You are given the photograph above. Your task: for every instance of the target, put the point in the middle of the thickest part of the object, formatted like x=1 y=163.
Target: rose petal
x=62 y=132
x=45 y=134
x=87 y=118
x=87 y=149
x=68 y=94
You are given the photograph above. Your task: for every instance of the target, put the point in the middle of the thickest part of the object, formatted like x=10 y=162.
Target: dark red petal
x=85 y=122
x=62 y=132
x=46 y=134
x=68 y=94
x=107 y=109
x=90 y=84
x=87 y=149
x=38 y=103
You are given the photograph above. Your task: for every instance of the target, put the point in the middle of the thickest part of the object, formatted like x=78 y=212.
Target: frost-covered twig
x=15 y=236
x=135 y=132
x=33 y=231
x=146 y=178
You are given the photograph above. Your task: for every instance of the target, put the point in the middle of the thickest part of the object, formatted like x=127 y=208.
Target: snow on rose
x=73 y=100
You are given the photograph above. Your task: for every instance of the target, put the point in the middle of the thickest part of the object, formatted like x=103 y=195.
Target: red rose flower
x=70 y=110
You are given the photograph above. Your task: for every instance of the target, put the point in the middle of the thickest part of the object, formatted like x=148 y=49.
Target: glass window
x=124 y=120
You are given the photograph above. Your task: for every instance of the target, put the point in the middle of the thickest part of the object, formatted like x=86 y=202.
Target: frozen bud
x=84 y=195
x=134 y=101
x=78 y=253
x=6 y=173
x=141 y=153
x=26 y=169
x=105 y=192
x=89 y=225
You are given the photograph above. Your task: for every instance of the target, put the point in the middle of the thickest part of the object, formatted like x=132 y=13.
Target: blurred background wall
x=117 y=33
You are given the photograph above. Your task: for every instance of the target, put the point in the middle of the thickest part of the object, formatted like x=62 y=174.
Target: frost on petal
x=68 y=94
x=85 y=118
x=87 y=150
# # #
• _AIM OF THE EXERCISE_
Rewrite every line of the data above, replacing "thickest part" with "widest part" wherever it occurs and leaving everything else unchanged.

• _CORRECT ANSWER_
You are given the photograph above. Your task: for every instance of the target, put the point in the middle of the widest part of the object, formatted like x=1 y=163.
Target: rose petal
x=62 y=132
x=45 y=134
x=87 y=118
x=87 y=149
x=68 y=94
You are given the photograph above. Your task: for every instance of the target, put the point in the middle of the widest part of the object, formatted like x=10 y=162.
Target: dark red petal
x=85 y=122
x=62 y=132
x=46 y=134
x=68 y=94
x=107 y=109
x=90 y=84
x=87 y=149
x=38 y=103
You are given the photograph above. Your task: for every instance of the target, put the point in the middle of the widest part of the object, formatted like x=78 y=212.
Target: frost-covered twig
x=15 y=236
x=135 y=132
x=33 y=231
x=146 y=178
You are given the photograph above. Your task: for every instance of the target, put the point in the middle of the widest part of the object, formatted like x=127 y=208.
Target: snow on rose
x=73 y=100
You are given the photograph above. Your task: for every instance of the target, put the point in the middle of the widest part of the object, formatted like x=103 y=195.
Target: red rose flower
x=70 y=110
You are given the photograph above. Your task: for every instance of the target, put the point in the middle of the widest part of the object, formatted like x=148 y=49.
Target: glass window
x=124 y=120
You are given the photograph above. Your task: for every instance of the target, put the point in the middle of the widest part of the object, formatted like x=86 y=202.
Target: frozen bud
x=84 y=195
x=134 y=101
x=78 y=253
x=6 y=173
x=141 y=153
x=26 y=169
x=105 y=192
x=89 y=225
You are given the photograph above. Your task: for every instance of the target, put the point in the middle of the widest part of the object, formatted like x=132 y=13.
Target: blurred background wall
x=117 y=33
You are given the photograph above. Your task: for every instance of the target, put the point in the middle of the widest part of the object, formatted like x=62 y=174.
Target: frost on petal
x=68 y=94
x=85 y=118
x=87 y=150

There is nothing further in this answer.